───── Records provided ─────

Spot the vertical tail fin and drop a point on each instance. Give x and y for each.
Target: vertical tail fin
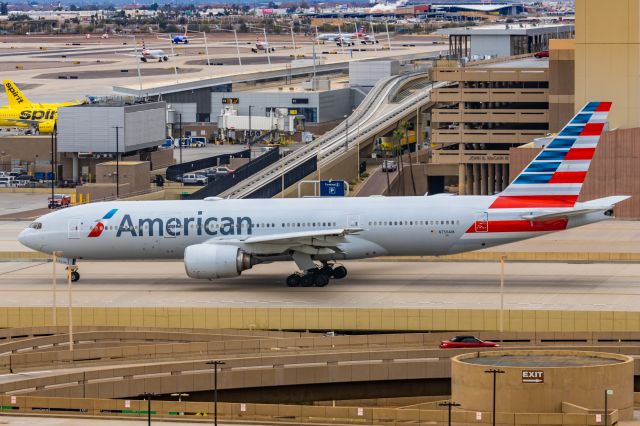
(555, 177)
(15, 95)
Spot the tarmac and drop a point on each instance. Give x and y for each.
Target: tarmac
(96, 64)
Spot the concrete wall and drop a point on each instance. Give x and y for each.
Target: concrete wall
(368, 73)
(133, 173)
(499, 45)
(561, 83)
(91, 128)
(579, 385)
(608, 58)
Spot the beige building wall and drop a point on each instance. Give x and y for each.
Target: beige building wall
(561, 83)
(608, 58)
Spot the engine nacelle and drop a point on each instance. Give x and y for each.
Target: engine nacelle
(208, 261)
(47, 126)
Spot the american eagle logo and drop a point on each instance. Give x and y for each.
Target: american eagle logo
(97, 229)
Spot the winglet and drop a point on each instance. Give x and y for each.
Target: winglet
(14, 94)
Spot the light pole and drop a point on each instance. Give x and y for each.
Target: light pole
(449, 404)
(117, 161)
(180, 135)
(607, 392)
(53, 156)
(147, 396)
(250, 106)
(215, 388)
(495, 372)
(346, 133)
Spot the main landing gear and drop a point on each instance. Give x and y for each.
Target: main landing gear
(317, 276)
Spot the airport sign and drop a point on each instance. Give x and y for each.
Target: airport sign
(332, 188)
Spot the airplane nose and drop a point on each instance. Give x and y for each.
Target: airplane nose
(26, 238)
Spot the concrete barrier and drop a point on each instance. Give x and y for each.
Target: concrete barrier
(279, 414)
(362, 319)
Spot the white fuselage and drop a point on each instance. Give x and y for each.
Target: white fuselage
(436, 225)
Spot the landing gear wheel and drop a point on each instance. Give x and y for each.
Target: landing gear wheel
(308, 280)
(327, 269)
(339, 272)
(293, 280)
(320, 279)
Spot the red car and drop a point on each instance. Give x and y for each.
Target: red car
(466, 342)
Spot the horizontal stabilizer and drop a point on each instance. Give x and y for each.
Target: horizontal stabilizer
(587, 207)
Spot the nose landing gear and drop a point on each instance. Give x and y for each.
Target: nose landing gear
(75, 275)
(315, 276)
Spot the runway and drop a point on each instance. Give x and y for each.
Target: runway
(370, 284)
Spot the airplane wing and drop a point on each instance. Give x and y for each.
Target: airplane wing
(312, 242)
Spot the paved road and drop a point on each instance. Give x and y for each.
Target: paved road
(370, 284)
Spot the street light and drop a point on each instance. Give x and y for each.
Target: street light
(346, 133)
(180, 135)
(495, 373)
(147, 396)
(607, 392)
(449, 404)
(250, 106)
(215, 388)
(117, 161)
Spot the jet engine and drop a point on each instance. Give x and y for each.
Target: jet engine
(47, 126)
(209, 261)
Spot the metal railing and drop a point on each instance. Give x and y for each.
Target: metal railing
(245, 171)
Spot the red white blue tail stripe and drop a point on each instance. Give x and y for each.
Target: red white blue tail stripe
(555, 177)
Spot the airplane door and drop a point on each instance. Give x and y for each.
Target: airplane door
(74, 229)
(172, 226)
(482, 222)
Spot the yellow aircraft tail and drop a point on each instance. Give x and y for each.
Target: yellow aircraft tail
(15, 95)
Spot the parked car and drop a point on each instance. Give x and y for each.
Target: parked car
(466, 342)
(17, 171)
(389, 166)
(219, 171)
(168, 143)
(184, 142)
(7, 181)
(24, 181)
(198, 141)
(59, 201)
(194, 179)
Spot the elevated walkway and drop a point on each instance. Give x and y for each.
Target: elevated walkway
(380, 111)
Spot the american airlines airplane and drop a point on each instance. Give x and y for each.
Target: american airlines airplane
(219, 238)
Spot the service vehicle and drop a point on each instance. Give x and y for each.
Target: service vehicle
(194, 179)
(59, 201)
(389, 166)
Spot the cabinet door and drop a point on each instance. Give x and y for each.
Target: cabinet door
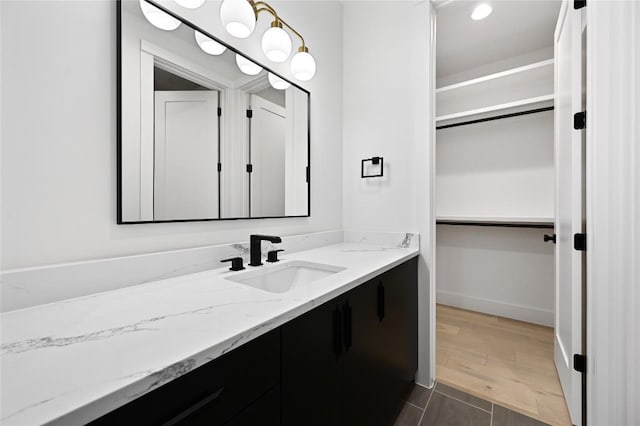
(363, 361)
(399, 312)
(311, 376)
(209, 395)
(263, 412)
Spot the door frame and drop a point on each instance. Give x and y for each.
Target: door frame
(613, 209)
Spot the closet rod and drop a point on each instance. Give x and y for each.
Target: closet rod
(496, 224)
(497, 117)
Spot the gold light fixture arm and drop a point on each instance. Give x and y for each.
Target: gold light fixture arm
(261, 6)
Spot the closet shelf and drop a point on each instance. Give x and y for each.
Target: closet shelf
(512, 222)
(502, 74)
(494, 108)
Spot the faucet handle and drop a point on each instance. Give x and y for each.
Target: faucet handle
(236, 263)
(272, 256)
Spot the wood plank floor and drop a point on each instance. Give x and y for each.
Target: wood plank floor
(502, 360)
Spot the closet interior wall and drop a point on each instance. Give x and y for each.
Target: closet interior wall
(495, 189)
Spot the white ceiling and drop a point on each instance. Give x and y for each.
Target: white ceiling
(515, 27)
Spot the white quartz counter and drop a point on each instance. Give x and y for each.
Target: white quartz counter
(72, 361)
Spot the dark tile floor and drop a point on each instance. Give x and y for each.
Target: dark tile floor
(446, 406)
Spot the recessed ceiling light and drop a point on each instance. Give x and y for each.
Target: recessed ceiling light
(481, 11)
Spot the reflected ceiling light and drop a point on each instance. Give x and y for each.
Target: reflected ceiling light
(209, 45)
(303, 66)
(276, 43)
(158, 18)
(278, 83)
(246, 66)
(190, 4)
(238, 17)
(481, 11)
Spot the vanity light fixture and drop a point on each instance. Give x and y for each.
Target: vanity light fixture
(190, 4)
(239, 19)
(158, 18)
(278, 83)
(246, 66)
(276, 43)
(481, 11)
(209, 45)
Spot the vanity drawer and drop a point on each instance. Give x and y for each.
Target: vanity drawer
(212, 394)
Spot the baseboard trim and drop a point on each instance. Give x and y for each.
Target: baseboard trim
(494, 307)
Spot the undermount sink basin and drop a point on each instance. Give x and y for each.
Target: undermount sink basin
(282, 277)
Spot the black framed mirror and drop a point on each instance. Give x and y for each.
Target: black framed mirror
(204, 131)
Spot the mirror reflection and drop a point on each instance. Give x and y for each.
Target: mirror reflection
(206, 133)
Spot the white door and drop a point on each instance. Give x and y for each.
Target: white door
(569, 216)
(267, 147)
(186, 155)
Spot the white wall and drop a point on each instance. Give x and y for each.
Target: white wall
(500, 271)
(388, 112)
(501, 168)
(59, 133)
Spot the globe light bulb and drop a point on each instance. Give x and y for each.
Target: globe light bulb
(238, 17)
(276, 43)
(158, 18)
(303, 66)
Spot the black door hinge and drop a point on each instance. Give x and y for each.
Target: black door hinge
(580, 363)
(580, 120)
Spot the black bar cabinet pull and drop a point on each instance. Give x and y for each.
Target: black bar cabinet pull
(337, 332)
(348, 336)
(195, 407)
(380, 301)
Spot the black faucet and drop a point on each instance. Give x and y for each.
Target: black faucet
(255, 248)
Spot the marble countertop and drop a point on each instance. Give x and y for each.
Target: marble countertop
(72, 361)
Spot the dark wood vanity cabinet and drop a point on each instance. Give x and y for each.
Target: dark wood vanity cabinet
(233, 389)
(352, 360)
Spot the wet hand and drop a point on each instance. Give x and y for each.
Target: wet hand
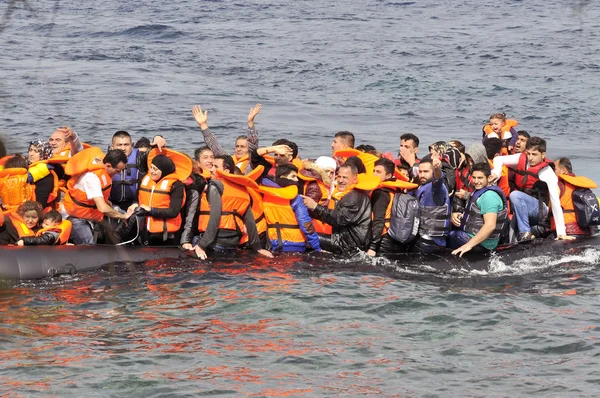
(201, 117)
(200, 253)
(253, 112)
(266, 253)
(159, 142)
(456, 219)
(461, 250)
(309, 202)
(565, 237)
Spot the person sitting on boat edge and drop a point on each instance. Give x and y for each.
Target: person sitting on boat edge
(289, 226)
(22, 223)
(54, 231)
(568, 182)
(244, 144)
(125, 185)
(484, 218)
(350, 219)
(87, 191)
(225, 212)
(504, 129)
(434, 204)
(162, 196)
(284, 152)
(407, 155)
(532, 166)
(382, 199)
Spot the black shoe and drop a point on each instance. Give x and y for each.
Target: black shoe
(526, 237)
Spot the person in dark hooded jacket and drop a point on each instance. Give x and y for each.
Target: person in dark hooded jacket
(351, 217)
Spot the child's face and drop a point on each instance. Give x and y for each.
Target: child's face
(47, 223)
(31, 218)
(496, 125)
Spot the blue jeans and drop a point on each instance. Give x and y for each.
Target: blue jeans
(527, 210)
(81, 233)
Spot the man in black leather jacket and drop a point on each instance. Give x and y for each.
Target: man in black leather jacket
(351, 217)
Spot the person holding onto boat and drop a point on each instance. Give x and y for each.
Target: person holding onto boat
(125, 185)
(86, 199)
(225, 214)
(568, 183)
(486, 214)
(54, 231)
(24, 222)
(64, 143)
(162, 196)
(244, 144)
(284, 152)
(382, 198)
(350, 219)
(502, 128)
(434, 203)
(289, 226)
(407, 155)
(532, 166)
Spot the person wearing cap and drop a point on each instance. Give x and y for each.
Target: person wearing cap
(350, 219)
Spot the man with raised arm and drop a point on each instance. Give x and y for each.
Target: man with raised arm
(244, 144)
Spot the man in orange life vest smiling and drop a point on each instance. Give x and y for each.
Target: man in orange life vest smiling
(532, 166)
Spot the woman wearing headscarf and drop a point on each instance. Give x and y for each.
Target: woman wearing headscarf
(162, 195)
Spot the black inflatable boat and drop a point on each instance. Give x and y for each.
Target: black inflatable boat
(34, 262)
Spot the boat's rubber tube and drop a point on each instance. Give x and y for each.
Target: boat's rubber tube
(34, 262)
(446, 262)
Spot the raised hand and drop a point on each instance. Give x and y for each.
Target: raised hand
(201, 117)
(159, 142)
(253, 112)
(408, 156)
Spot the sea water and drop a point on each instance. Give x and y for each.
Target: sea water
(304, 326)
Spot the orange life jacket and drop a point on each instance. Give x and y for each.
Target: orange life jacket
(509, 124)
(527, 176)
(235, 200)
(392, 187)
(64, 232)
(158, 194)
(19, 224)
(14, 188)
(282, 224)
(567, 184)
(75, 201)
(241, 163)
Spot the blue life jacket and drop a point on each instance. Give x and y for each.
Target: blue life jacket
(126, 183)
(472, 220)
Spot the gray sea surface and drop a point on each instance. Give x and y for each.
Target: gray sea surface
(300, 326)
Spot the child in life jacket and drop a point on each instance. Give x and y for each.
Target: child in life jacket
(501, 127)
(54, 231)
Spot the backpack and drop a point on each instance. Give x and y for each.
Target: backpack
(404, 221)
(587, 209)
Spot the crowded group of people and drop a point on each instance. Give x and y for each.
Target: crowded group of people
(502, 189)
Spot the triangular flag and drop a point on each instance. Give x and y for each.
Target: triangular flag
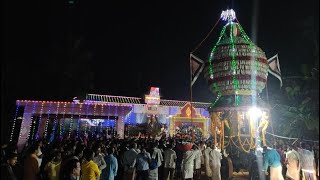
(274, 67)
(196, 65)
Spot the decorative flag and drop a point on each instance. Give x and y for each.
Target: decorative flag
(196, 66)
(274, 67)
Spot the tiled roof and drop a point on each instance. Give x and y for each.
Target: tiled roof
(135, 100)
(182, 103)
(113, 99)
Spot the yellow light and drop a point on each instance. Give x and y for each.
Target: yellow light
(254, 113)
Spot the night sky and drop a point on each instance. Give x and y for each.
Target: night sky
(56, 50)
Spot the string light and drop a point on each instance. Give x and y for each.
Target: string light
(233, 63)
(95, 121)
(47, 122)
(214, 50)
(22, 122)
(86, 125)
(14, 121)
(55, 121)
(31, 133)
(71, 119)
(101, 114)
(63, 116)
(78, 126)
(40, 121)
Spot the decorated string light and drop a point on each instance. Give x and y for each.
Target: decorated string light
(47, 121)
(55, 121)
(122, 118)
(101, 114)
(32, 124)
(22, 122)
(71, 119)
(213, 51)
(63, 120)
(79, 120)
(95, 121)
(40, 121)
(14, 121)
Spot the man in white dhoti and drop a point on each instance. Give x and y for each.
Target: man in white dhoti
(208, 170)
(272, 158)
(293, 165)
(215, 163)
(197, 162)
(188, 164)
(307, 162)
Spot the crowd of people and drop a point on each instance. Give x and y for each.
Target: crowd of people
(147, 158)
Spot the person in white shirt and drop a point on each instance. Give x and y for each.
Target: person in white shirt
(208, 169)
(170, 157)
(293, 165)
(155, 154)
(129, 161)
(197, 162)
(215, 163)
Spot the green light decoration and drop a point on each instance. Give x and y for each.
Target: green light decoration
(254, 50)
(234, 64)
(214, 49)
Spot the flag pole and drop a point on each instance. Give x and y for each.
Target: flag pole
(267, 96)
(192, 133)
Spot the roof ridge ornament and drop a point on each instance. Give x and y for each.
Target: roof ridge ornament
(228, 15)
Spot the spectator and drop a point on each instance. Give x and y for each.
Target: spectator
(7, 172)
(31, 165)
(90, 170)
(170, 158)
(142, 164)
(112, 165)
(52, 168)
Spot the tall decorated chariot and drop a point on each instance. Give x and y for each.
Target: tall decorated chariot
(236, 73)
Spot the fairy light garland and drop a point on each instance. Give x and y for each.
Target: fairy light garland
(122, 118)
(79, 119)
(101, 114)
(55, 120)
(234, 65)
(31, 133)
(95, 122)
(214, 50)
(40, 121)
(71, 120)
(26, 106)
(47, 121)
(87, 114)
(63, 116)
(14, 121)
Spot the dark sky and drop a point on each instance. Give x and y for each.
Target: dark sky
(55, 50)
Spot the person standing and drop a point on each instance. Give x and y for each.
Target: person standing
(156, 154)
(170, 158)
(7, 167)
(293, 165)
(142, 164)
(188, 164)
(31, 165)
(99, 159)
(73, 169)
(129, 160)
(90, 170)
(215, 163)
(112, 165)
(307, 162)
(208, 169)
(272, 159)
(52, 168)
(197, 162)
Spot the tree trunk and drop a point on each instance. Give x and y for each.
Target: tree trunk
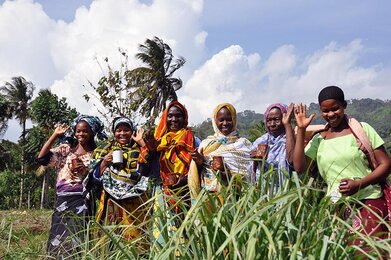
(44, 194)
(28, 199)
(22, 165)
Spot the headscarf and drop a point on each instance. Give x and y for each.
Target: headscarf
(95, 124)
(280, 106)
(331, 92)
(231, 110)
(235, 150)
(162, 126)
(218, 137)
(123, 120)
(175, 147)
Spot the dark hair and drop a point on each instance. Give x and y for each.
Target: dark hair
(122, 120)
(331, 92)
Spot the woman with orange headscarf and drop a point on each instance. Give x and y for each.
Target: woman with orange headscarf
(175, 142)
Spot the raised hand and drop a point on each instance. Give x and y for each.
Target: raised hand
(150, 141)
(138, 137)
(302, 121)
(198, 157)
(286, 117)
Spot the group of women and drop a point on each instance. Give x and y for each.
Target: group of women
(175, 160)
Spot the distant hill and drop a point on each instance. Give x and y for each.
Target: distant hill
(375, 112)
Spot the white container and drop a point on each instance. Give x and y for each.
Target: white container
(118, 158)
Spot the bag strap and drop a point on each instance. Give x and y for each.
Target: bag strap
(363, 141)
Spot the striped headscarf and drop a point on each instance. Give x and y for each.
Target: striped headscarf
(96, 126)
(280, 106)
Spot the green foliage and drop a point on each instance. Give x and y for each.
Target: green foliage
(18, 93)
(141, 91)
(155, 83)
(293, 221)
(113, 91)
(5, 114)
(47, 110)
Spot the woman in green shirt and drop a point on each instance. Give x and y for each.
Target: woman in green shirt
(342, 164)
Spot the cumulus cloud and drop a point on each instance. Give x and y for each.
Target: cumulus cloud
(248, 83)
(63, 56)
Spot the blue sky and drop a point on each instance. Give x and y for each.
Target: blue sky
(250, 53)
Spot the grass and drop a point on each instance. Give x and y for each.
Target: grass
(23, 233)
(292, 222)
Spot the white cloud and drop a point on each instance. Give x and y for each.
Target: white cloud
(233, 76)
(63, 56)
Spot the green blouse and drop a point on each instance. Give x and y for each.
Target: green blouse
(340, 157)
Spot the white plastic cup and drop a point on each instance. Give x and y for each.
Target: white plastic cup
(118, 157)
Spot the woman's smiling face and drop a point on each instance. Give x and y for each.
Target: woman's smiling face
(123, 134)
(333, 112)
(224, 121)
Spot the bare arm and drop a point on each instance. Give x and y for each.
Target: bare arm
(290, 140)
(302, 121)
(349, 187)
(59, 131)
(138, 137)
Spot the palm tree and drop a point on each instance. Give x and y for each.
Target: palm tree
(18, 94)
(4, 115)
(154, 84)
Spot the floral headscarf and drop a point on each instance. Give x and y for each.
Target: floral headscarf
(280, 106)
(231, 110)
(95, 124)
(175, 147)
(123, 120)
(162, 126)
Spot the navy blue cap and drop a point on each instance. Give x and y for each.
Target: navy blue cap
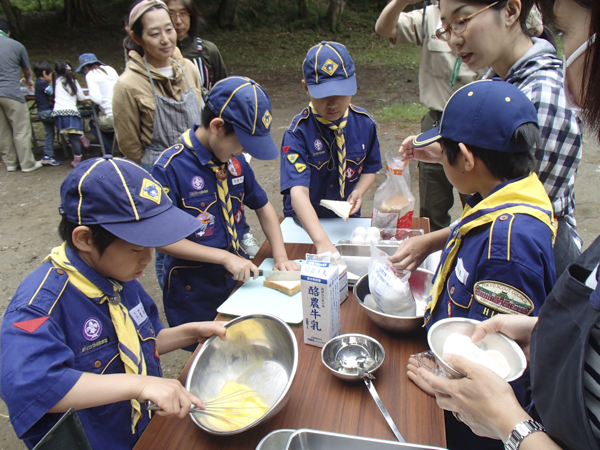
(328, 70)
(484, 114)
(246, 105)
(86, 59)
(124, 199)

─────

### What this task involves
Without the pictures, give again exactly the lines above starting at the line containing "Target: cabinet door" and ending at the line containing "Spot the wood".

### Exercise answer
Target: cabinet door
(363, 361)
(399, 312)
(311, 376)
(209, 395)
(263, 412)
Spot the door frame and drop a point on each instance. Give x and y for each.
Target: door frame
(613, 209)
Spot the closet rod and drop a point on each instance. Give x and y for each.
Target: closet rod
(496, 224)
(497, 117)
Spot the gold light fixture arm and drop a point on each instance. Give x and y for each.
Target: gold light fixture arm
(261, 6)
Spot the closet shelf and drop a point on each instance. Give x and y for each.
Target: closet shelf
(512, 222)
(502, 74)
(494, 108)
Spot the faucet handle and drop a point on each instance. Give x and y for each.
Target: faucet handle
(236, 263)
(272, 256)
Spot the wood plank floor and drop a point on each instance. Give x and y for each.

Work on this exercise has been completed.